Start of Data for processing

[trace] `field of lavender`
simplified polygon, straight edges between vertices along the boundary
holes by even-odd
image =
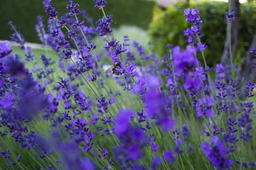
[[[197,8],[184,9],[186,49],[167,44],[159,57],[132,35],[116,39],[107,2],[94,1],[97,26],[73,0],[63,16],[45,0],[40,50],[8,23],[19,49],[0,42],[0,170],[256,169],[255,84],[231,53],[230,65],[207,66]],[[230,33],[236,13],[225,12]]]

End of Data for processing

Exercise goal:
Can you rewrite these lines with "straight edges" replaced by "linear edges" and everything else unchanged? Leave the pictures out.

Output for this task:
[trace] `field of lavender`
simplified polygon, linear edges between vertices along the boundary
holes by even-odd
image =
[[[197,8],[184,9],[186,49],[167,44],[159,57],[132,35],[116,39],[107,2],[94,1],[97,26],[73,0],[63,16],[45,0],[40,50],[8,23],[19,49],[0,42],[0,170],[256,169],[255,84],[231,53],[230,65],[207,66]],[[230,33],[236,13],[225,12]]]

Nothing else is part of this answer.